## Data extracts

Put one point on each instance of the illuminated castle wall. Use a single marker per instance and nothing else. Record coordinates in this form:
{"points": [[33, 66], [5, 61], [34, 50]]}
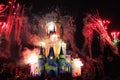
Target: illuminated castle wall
{"points": [[53, 56], [51, 63]]}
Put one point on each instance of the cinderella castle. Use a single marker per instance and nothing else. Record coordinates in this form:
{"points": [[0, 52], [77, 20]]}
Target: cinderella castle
{"points": [[51, 64], [55, 56]]}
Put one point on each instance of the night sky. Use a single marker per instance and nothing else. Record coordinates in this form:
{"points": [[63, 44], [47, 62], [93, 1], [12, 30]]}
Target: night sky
{"points": [[108, 9]]}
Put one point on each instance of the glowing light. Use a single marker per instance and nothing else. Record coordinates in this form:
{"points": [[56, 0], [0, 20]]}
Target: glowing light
{"points": [[50, 27], [43, 44], [32, 59], [54, 37], [77, 64]]}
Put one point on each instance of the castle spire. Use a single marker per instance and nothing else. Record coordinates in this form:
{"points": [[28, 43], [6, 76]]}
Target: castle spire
{"points": [[51, 54], [61, 55]]}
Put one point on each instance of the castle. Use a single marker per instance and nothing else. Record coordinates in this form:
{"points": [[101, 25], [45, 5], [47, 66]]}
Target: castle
{"points": [[53, 64]]}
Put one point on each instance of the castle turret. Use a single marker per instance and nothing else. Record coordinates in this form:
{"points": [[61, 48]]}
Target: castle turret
{"points": [[51, 65], [51, 54], [41, 62], [61, 62]]}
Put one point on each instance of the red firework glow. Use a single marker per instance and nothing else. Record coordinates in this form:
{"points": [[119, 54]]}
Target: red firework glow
{"points": [[115, 35], [95, 23]]}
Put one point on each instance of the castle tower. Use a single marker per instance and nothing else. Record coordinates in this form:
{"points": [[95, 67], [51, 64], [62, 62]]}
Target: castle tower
{"points": [[41, 62], [51, 65], [61, 62]]}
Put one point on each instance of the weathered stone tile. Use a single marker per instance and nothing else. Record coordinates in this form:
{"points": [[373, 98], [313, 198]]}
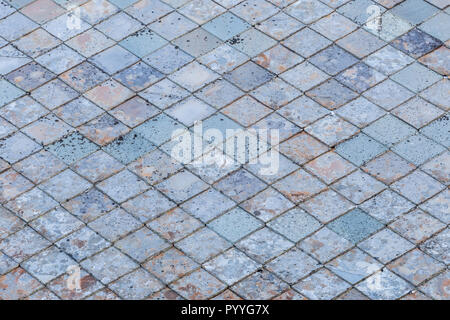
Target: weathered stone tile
{"points": [[226, 26], [416, 43], [147, 11], [322, 285], [360, 77], [417, 226], [389, 286], [88, 285], [98, 166], [416, 77], [78, 112], [23, 111], [40, 166], [437, 246], [112, 59], [54, 94], [280, 26], [293, 265], [326, 206], [235, 225], [358, 186], [168, 59], [148, 205], [30, 76], [331, 94], [11, 59], [417, 187], [324, 245], [438, 61], [416, 266], [15, 26], [172, 26], [303, 111], [414, 11], [72, 148], [17, 147], [17, 284], [299, 186], [227, 295], [170, 265], [391, 26], [89, 205], [89, 42], [306, 42], [31, 204], [60, 59], [48, 264], [436, 130], [267, 204], [143, 42], [418, 149], [231, 266], [360, 112], [6, 264], [240, 185], [304, 76], [264, 245], [61, 29], [262, 285], [295, 224], [165, 294], [56, 224], [332, 130], [354, 266], [203, 244], [197, 42], [82, 244], [352, 295], [12, 184], [275, 121], [254, 11], [308, 11], [437, 94], [95, 11], [386, 245], [388, 167], [65, 185], [248, 76], [109, 265], [360, 43], [437, 288], [115, 224], [174, 225], [275, 94], [302, 148], [155, 166], [83, 77], [182, 186], [386, 206], [438, 206], [199, 285], [388, 94], [208, 205], [136, 285], [355, 225], [252, 42], [434, 26], [128, 25]]}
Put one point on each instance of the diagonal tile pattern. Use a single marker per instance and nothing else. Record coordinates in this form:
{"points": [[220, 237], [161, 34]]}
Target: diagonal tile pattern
{"points": [[359, 207]]}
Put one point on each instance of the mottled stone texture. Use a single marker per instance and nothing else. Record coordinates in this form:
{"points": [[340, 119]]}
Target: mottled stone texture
{"points": [[359, 205]]}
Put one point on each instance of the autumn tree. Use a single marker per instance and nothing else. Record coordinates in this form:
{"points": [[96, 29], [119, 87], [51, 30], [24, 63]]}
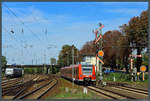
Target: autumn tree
{"points": [[88, 49], [65, 55], [137, 32], [115, 47]]}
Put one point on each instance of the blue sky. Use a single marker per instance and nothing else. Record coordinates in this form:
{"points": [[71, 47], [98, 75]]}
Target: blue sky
{"points": [[47, 26]]}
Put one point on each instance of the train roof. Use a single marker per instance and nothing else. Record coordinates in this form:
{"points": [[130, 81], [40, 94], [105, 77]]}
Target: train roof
{"points": [[69, 66]]}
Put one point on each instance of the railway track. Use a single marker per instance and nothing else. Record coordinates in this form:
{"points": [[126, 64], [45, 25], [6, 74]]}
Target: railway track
{"points": [[13, 89], [108, 94], [120, 92], [40, 91]]}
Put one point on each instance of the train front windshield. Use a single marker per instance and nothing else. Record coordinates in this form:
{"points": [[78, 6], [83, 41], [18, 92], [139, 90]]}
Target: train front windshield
{"points": [[87, 69]]}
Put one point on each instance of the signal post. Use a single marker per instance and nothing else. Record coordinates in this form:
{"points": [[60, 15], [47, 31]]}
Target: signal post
{"points": [[99, 52]]}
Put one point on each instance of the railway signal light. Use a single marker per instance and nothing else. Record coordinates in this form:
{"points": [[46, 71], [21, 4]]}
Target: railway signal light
{"points": [[100, 53], [143, 68]]}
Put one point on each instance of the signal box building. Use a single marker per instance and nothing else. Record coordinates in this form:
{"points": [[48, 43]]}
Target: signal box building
{"points": [[91, 60]]}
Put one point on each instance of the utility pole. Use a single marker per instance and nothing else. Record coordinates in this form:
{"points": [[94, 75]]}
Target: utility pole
{"points": [[99, 52], [73, 64]]}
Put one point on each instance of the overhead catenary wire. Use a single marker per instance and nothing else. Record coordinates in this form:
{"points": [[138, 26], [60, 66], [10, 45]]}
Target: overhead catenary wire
{"points": [[21, 21]]}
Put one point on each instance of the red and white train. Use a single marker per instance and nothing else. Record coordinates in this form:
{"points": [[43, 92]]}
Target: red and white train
{"points": [[81, 73]]}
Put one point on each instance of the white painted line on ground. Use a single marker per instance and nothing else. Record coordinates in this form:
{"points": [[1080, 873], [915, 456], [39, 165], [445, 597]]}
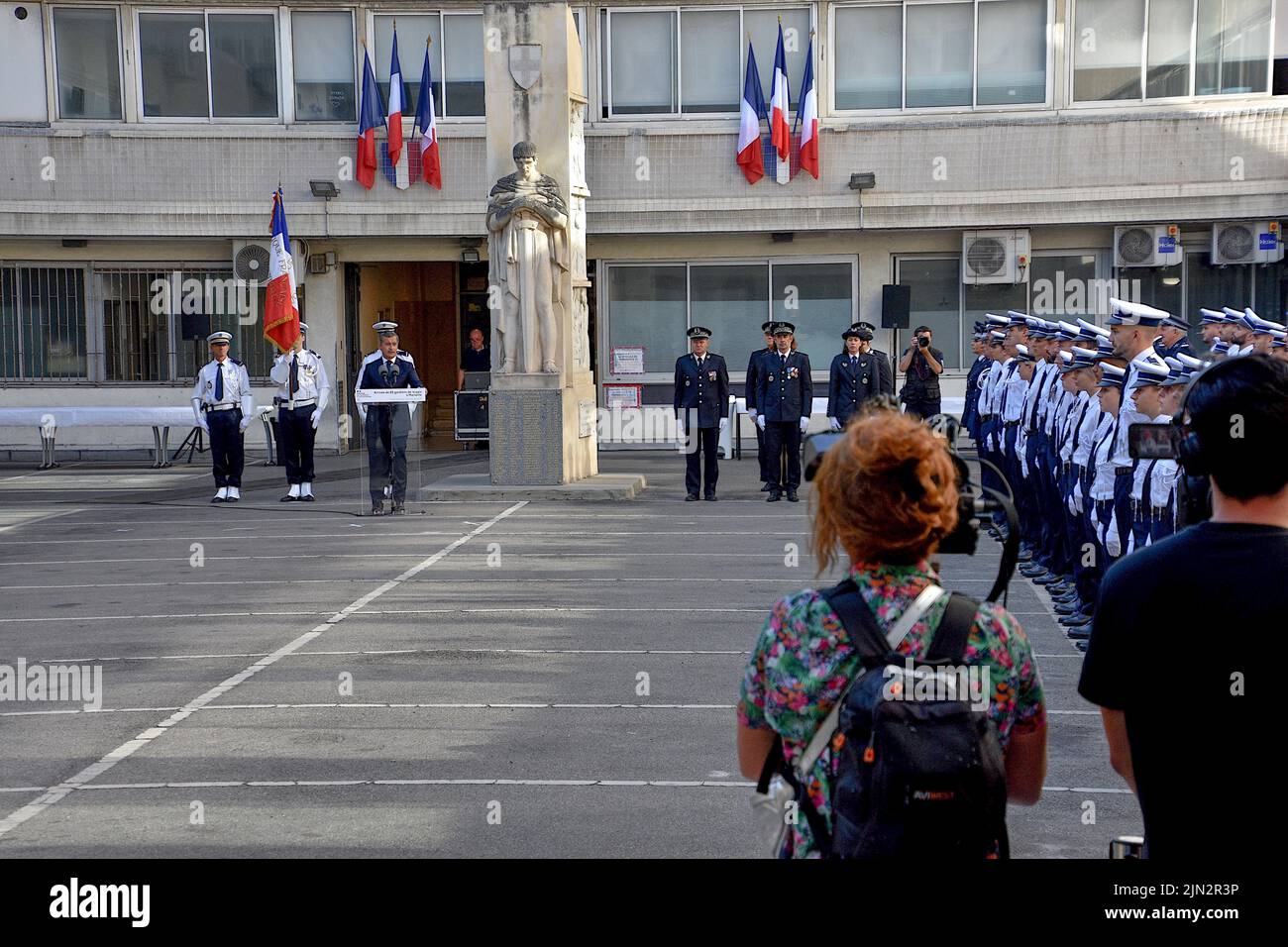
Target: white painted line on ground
{"points": [[483, 781], [386, 652], [125, 750]]}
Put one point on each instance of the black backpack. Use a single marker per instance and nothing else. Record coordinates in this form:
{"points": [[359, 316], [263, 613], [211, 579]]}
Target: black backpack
{"points": [[919, 777]]}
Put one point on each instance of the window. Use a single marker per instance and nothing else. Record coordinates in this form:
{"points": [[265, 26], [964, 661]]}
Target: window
{"points": [[156, 322], [690, 60], [1190, 48], [960, 54], [209, 64], [43, 324], [653, 305], [648, 307], [322, 52], [88, 58], [455, 54]]}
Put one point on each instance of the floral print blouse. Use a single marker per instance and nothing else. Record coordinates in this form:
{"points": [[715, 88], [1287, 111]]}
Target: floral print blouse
{"points": [[803, 661]]}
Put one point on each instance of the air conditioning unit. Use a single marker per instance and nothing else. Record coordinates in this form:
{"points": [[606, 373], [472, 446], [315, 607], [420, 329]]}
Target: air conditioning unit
{"points": [[250, 261], [1146, 245], [995, 257], [1247, 241]]}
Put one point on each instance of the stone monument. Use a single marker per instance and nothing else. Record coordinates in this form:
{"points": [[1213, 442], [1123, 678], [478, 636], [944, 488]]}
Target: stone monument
{"points": [[542, 399]]}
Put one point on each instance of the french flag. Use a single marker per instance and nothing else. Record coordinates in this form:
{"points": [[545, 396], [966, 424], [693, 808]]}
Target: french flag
{"points": [[281, 311], [778, 107], [429, 163], [750, 158], [807, 115], [397, 170], [372, 116]]}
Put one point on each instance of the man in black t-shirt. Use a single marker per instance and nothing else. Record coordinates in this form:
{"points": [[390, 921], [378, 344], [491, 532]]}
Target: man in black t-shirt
{"points": [[1179, 624]]}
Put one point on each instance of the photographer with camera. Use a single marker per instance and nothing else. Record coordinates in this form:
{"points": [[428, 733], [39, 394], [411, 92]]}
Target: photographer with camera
{"points": [[887, 493], [921, 367], [1159, 664]]}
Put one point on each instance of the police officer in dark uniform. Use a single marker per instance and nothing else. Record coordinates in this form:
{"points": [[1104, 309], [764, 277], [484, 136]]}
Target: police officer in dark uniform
{"points": [[854, 376], [1173, 338], [785, 399], [700, 406], [767, 478], [387, 425]]}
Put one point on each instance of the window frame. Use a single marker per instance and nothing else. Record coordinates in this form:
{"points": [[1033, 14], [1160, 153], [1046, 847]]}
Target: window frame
{"points": [[90, 329], [604, 62], [210, 90], [120, 58], [1047, 102], [441, 115], [1070, 39], [288, 37], [737, 373]]}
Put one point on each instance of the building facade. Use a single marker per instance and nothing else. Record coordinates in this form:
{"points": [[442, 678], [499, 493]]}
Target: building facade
{"points": [[986, 154]]}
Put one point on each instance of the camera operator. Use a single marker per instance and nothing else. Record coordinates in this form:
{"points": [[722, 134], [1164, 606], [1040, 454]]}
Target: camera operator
{"points": [[921, 367], [1166, 661], [887, 495]]}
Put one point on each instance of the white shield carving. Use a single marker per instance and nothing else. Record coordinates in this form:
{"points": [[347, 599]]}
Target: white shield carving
{"points": [[526, 64]]}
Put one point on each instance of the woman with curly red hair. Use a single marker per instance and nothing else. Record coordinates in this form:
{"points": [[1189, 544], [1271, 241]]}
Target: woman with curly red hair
{"points": [[885, 495]]}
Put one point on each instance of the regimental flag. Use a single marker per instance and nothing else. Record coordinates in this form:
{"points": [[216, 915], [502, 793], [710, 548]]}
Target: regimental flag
{"points": [[372, 115], [778, 107], [806, 115], [397, 169], [428, 142], [750, 158], [281, 311]]}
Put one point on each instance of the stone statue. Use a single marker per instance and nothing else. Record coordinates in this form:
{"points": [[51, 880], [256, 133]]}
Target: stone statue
{"points": [[527, 252]]}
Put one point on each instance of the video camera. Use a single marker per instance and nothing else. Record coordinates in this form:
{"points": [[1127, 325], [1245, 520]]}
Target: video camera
{"points": [[971, 501], [1163, 442]]}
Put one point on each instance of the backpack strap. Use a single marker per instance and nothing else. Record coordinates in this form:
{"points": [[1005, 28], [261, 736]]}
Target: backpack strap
{"points": [[949, 639]]}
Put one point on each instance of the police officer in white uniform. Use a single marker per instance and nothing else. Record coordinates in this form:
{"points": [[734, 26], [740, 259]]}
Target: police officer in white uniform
{"points": [[301, 397], [223, 405]]}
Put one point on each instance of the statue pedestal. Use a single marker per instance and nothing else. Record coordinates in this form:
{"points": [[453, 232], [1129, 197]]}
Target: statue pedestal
{"points": [[542, 431]]}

## Assigned task
Word for word, please return the lines from the one containing "Target: stone statue" through the end of the listing, both ends included, and nothing else.

## Solution to the problem
Target: stone statue
{"points": [[527, 252]]}
Put one point on each instance of the video camera. Use a single marker per instance and nothing else. Record coordinates in this form:
{"points": [[1127, 325], [1245, 520]]}
Target: video camera
{"points": [[971, 501], [1163, 442]]}
Put one point on each instance of the backpack strap. Use a single marker per instance and nothing else. Record coordinates in this form:
{"points": [[1005, 28], [261, 736]]}
Target: backpack strap
{"points": [[949, 639]]}
Put one point on each instance of the police officer in white uniform. Use a single marker per instance and nothing else. Record coordinates in this form:
{"points": [[734, 26], [740, 259]]}
Target: police officer in white uniform
{"points": [[301, 397], [223, 405]]}
Put one point on each instance of the statue pedestal. Use a single marker per instance and nothing else. Record coordinates in this form:
{"points": [[453, 232], [1129, 197]]}
Target: statue pedestal
{"points": [[542, 431]]}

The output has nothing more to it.